> [WRITTEN INSTRUCTION] Retype the material below. Keep every word exactly as it is.

> [RECORDED INFORMATION]
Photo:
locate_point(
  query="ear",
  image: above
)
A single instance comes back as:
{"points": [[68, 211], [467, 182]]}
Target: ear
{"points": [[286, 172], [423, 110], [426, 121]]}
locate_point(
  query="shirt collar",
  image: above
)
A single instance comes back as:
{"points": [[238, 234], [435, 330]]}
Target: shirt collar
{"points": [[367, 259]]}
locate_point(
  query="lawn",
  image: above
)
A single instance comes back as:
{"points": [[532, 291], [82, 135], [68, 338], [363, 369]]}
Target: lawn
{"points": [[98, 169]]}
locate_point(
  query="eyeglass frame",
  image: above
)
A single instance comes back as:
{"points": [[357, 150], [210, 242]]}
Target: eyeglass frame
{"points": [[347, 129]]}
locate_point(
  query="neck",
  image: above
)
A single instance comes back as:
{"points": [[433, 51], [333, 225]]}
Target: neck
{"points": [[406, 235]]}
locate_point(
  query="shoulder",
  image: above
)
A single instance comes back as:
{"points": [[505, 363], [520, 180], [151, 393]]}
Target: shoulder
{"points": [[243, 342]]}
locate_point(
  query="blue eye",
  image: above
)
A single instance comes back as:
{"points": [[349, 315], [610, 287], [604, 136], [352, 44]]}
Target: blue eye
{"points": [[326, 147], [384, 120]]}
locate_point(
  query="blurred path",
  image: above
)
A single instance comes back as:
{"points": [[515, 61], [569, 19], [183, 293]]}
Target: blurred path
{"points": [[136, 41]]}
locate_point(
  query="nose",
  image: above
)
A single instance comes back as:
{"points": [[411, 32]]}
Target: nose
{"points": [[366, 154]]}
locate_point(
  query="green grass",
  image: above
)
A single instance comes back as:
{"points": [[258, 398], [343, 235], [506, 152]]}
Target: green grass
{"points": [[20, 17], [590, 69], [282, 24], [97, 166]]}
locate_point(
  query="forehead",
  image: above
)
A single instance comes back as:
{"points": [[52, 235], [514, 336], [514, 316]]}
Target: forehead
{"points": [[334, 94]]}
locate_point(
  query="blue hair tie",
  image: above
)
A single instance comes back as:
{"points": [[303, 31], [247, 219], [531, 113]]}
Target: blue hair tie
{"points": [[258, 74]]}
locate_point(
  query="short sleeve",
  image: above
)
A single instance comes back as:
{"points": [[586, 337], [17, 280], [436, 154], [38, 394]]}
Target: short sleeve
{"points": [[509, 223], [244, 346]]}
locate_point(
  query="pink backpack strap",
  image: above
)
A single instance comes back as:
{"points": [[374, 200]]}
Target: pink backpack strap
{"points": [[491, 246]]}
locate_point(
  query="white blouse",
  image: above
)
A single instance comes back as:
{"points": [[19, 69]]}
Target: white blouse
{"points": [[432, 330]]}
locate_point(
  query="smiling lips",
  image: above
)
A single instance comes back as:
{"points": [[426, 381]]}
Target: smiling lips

> [SOLVED PROBLEM]
Photo:
locate_point(
  query="ear",
  image: above
)
A single instance comes back as:
{"points": [[68, 211], [467, 182]]}
Target: ear
{"points": [[286, 172], [423, 110], [426, 121]]}
locate_point(
  query="shirt collar",
  image: above
)
A single instance comes back as:
{"points": [[238, 234], [435, 330]]}
Target: shirt collar
{"points": [[367, 259]]}
locate_point(
  query="lawn",
  image: above
)
A single instance comes back as:
{"points": [[532, 291], [82, 135], [68, 338], [363, 369]]}
Target: lawn
{"points": [[98, 169]]}
locate_point(
  query="eyeglass frame",
  image: above
)
A single instance comes back as:
{"points": [[357, 150], [210, 242]]}
Target: eyeglass frame
{"points": [[347, 129]]}
locate_point(
  query="neck",
  image: above
)
A single instance comes back as:
{"points": [[433, 51], [333, 225]]}
Target: neck
{"points": [[406, 235]]}
locate_point(
  query="shoulder",
  image: above
)
A single instance comes back as:
{"points": [[505, 363], [520, 180], [151, 393]]}
Target: shoulder
{"points": [[243, 342]]}
locate_point(
  query="blue eye",
  image: above
)
A single instance comes back as:
{"points": [[349, 315], [610, 287], [604, 136], [352, 44]]}
Target: blue eye
{"points": [[326, 147], [384, 120]]}
locate_point(
  query="blurred path",
  image: above
)
A single instance comes back as:
{"points": [[515, 61], [569, 19], [183, 293]]}
Target: blurred path
{"points": [[136, 41]]}
locate_point(
  query="nose",
  image: above
)
A single instance comes back as:
{"points": [[411, 32]]}
Target: nose
{"points": [[366, 154]]}
locate_point(
  query="green grass",
  image: above
)
A single instance comes back as:
{"points": [[258, 398], [343, 235], [506, 152]]}
Target: green grass
{"points": [[20, 17], [590, 69], [282, 24], [97, 166]]}
locate_point(
  query="forehead",
  image: above
)
A single instance comes back as:
{"points": [[52, 235], [514, 336], [514, 316]]}
Target: forehead
{"points": [[334, 94]]}
locate_point(
  query="blue hair tie",
  image: above
)
A single instance comes back as:
{"points": [[303, 31], [247, 219], [531, 113]]}
Target: blue hair tie
{"points": [[258, 74]]}
locate_point(
  query="short sleeve",
  image: above
)
A single instance comes back as:
{"points": [[586, 337], [17, 280], [436, 154], [38, 394]]}
Target: short sleeve
{"points": [[509, 223], [244, 346]]}
locate_point(
  query="pink backpack strap",
  image: above
)
A single instance comes back as:
{"points": [[374, 200]]}
Target: pink backpack strap
{"points": [[491, 246]]}
locate_point(
  query="white blouse",
  image: above
)
A single instance comes back as:
{"points": [[19, 69]]}
Target: white blouse
{"points": [[432, 330]]}
locate_point(
  query="smiling lips",
  image: above
)
A single instance comes back as:
{"points": [[426, 381]]}
Target: smiling lips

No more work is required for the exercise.